- Exercise objective
Exactly as written, transcribe the lines that run from the one containing "Textual query: person in background" to the end of the records below.

- Exercise data
++++++
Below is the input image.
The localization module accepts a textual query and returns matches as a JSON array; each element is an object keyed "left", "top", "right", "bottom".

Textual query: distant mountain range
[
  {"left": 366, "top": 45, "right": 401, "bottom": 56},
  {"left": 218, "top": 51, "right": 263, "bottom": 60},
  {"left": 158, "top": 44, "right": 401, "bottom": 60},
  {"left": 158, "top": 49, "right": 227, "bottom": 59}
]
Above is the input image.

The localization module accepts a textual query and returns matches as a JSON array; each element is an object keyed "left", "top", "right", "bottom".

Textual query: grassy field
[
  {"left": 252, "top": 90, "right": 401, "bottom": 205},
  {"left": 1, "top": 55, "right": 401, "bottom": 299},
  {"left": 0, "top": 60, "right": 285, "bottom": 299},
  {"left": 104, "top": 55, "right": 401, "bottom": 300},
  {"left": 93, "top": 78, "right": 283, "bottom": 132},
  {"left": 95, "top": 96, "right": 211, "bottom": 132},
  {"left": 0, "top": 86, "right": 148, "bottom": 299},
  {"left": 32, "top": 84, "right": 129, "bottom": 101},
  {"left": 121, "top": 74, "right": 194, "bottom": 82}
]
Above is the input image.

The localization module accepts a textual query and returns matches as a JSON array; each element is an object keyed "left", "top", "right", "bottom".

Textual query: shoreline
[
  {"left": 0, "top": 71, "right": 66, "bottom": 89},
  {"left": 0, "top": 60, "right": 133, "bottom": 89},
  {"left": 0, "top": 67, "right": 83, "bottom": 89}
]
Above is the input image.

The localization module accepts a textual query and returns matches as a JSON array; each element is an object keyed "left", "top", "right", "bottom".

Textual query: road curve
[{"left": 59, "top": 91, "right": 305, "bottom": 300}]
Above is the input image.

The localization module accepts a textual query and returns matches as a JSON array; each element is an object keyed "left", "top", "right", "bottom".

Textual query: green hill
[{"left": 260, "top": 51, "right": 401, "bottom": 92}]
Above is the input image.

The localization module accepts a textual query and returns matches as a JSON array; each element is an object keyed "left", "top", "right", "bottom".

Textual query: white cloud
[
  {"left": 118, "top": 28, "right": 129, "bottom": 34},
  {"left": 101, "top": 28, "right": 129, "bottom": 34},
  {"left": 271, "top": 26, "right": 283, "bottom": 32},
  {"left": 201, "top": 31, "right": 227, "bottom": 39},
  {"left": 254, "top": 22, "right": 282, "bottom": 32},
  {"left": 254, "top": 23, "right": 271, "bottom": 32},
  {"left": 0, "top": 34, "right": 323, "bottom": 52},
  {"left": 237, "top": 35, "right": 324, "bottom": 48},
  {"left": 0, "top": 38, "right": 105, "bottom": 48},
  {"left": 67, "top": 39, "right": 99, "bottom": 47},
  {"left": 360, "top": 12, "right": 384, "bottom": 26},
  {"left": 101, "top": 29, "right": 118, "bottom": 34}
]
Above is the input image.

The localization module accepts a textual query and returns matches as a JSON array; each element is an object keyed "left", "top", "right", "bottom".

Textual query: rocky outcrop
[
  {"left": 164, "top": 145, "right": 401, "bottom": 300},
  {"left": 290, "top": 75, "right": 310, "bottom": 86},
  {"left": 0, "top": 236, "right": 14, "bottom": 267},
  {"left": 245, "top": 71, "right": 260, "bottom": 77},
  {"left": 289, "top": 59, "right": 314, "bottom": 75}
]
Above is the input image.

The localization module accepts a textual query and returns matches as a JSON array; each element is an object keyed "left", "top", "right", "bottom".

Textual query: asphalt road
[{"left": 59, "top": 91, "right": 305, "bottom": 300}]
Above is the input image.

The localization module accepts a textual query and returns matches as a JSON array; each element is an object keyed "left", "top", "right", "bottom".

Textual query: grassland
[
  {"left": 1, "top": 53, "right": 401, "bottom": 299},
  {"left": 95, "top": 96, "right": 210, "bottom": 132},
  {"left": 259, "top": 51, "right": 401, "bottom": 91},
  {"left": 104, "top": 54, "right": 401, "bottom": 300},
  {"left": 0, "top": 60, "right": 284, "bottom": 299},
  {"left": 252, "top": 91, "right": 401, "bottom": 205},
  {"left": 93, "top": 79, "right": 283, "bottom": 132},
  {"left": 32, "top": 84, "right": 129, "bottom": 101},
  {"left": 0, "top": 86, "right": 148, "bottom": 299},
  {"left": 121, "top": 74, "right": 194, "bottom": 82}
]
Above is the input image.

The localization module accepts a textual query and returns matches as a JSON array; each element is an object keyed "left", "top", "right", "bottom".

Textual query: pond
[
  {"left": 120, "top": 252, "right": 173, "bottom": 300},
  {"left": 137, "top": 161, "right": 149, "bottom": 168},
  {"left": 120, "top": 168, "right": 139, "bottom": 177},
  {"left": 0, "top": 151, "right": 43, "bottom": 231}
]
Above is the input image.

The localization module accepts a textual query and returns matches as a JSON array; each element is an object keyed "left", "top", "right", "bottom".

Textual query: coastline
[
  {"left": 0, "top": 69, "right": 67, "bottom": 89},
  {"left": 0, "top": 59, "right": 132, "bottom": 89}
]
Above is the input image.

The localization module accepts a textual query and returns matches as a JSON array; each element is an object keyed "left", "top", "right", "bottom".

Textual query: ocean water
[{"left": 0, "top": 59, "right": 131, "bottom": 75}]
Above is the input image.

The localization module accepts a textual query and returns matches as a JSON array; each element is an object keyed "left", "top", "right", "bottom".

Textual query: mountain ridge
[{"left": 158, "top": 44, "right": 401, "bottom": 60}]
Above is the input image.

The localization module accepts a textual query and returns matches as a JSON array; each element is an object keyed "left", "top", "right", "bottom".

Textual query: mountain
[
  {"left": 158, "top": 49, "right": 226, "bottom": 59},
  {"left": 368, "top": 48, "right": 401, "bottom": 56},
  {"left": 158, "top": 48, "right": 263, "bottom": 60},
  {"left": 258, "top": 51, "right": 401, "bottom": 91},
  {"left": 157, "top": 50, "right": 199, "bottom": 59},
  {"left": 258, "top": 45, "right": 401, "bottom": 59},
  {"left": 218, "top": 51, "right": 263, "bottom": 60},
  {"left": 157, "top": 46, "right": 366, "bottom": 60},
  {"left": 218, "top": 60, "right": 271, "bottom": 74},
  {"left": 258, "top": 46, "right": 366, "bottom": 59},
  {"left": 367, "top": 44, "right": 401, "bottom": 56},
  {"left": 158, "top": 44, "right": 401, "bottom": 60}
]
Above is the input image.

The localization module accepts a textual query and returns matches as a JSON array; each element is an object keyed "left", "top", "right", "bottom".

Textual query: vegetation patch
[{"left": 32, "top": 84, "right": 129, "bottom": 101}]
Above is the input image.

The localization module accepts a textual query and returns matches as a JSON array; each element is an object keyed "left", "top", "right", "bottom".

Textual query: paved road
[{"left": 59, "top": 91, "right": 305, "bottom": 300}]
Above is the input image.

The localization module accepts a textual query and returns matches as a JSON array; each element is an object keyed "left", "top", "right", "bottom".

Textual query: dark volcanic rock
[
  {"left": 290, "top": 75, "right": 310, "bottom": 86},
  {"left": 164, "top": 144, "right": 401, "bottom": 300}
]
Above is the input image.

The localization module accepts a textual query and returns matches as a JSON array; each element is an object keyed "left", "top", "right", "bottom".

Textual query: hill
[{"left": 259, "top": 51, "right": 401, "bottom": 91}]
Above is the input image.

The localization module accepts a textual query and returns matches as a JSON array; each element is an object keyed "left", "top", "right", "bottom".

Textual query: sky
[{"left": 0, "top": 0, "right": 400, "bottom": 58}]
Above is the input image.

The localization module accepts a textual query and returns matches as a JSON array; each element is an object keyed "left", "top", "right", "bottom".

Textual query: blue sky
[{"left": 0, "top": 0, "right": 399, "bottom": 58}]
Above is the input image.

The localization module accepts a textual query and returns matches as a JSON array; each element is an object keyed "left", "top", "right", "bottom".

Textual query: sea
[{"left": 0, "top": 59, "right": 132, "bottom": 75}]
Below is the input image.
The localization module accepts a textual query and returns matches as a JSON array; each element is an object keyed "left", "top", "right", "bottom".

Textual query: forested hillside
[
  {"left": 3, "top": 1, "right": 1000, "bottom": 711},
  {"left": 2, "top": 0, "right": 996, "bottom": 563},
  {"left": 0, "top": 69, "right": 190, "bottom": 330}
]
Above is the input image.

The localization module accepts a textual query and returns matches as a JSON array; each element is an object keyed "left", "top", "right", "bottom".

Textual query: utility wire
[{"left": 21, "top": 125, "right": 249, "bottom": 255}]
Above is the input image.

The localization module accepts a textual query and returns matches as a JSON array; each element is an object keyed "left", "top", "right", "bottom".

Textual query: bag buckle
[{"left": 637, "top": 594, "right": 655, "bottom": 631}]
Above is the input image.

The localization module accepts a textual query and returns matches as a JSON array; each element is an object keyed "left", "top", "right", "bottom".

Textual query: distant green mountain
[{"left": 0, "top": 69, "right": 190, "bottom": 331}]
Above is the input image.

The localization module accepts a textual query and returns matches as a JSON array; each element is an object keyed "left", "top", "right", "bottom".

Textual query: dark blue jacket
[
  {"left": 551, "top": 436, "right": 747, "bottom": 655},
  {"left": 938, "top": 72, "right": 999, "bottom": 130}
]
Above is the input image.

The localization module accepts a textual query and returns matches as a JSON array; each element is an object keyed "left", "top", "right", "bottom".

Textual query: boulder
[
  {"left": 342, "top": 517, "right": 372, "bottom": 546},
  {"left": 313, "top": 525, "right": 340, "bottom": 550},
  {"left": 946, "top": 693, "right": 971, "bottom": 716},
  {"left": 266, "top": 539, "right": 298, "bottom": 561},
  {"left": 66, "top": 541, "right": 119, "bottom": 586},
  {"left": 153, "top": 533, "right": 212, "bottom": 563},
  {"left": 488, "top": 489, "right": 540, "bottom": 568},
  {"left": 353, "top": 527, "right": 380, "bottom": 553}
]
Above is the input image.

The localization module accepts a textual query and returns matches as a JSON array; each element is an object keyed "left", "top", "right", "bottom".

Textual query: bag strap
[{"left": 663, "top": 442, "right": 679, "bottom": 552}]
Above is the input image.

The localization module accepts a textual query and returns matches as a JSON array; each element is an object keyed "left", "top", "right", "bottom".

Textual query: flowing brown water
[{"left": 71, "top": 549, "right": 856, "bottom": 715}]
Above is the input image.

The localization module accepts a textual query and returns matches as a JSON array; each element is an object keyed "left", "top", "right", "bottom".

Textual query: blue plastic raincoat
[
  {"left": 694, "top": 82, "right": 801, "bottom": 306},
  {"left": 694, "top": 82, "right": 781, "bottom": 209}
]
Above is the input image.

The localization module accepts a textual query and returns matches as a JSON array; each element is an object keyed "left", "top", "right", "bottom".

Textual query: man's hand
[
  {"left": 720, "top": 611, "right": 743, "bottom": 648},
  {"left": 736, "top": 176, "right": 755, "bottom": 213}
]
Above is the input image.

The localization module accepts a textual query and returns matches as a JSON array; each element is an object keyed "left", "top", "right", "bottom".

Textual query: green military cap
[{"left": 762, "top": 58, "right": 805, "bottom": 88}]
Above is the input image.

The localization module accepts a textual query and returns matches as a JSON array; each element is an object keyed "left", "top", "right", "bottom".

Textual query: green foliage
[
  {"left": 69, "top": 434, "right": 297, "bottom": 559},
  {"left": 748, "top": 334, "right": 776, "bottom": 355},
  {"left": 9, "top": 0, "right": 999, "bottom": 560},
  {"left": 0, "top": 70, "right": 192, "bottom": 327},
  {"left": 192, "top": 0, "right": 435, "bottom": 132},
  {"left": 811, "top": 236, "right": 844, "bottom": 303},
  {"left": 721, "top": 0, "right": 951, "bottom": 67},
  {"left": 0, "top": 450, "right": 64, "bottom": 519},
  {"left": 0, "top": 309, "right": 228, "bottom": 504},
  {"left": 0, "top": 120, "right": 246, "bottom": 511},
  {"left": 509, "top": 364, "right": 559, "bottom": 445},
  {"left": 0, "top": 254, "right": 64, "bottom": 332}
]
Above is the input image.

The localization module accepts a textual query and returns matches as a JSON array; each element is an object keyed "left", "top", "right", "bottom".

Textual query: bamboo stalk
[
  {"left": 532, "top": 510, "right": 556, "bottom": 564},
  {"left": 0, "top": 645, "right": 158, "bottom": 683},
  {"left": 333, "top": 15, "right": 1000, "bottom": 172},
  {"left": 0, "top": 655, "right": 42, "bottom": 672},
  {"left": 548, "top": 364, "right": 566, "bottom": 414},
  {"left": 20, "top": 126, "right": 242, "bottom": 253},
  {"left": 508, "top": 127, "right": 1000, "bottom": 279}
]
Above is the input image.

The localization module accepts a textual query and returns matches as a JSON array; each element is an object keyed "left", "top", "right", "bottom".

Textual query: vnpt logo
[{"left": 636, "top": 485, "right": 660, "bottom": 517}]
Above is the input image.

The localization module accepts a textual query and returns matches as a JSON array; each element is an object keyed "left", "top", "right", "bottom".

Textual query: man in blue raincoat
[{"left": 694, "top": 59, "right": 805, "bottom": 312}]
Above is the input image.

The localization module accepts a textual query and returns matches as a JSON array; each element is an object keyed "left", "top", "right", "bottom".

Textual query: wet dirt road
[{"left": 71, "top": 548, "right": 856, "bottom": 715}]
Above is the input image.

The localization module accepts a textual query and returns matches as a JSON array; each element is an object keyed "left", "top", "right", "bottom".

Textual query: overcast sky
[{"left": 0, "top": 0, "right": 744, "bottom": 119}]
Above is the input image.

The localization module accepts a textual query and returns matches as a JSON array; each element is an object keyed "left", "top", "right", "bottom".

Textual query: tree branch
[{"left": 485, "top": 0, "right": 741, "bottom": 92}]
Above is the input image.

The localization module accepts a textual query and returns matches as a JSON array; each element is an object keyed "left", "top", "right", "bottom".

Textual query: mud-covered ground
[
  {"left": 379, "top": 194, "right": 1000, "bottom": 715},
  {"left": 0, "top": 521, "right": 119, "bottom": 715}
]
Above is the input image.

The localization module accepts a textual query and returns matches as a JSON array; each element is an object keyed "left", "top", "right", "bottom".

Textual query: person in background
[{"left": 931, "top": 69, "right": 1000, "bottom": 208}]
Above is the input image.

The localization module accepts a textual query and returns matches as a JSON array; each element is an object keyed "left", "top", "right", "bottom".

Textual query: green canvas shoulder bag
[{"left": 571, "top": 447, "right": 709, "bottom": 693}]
++++++
- Response to the task
Textual query: person in background
[{"left": 931, "top": 69, "right": 1000, "bottom": 208}]
Above is the input image.

The localization module accepts a textual query and returns matches as a JSON array; each element is an object keyed "left", "top", "right", "bottom".

Textual query: green canvas shoulder bag
[{"left": 571, "top": 447, "right": 709, "bottom": 693}]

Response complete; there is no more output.